*Assignment*.
Please return all of the records that follow, exactly as written.

[Data to examine Boundary: Start]

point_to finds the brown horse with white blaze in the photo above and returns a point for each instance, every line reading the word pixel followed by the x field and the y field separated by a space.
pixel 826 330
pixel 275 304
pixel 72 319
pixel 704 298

[Data to examine Boundary: End]

*Task solution*.
point_to finds the brown horse with white blaze in the photo above and returns a point for each instance, every line reading the word pixel followed by the x field and the y field separated by a space.
pixel 826 330
pixel 275 304
pixel 72 319
pixel 704 298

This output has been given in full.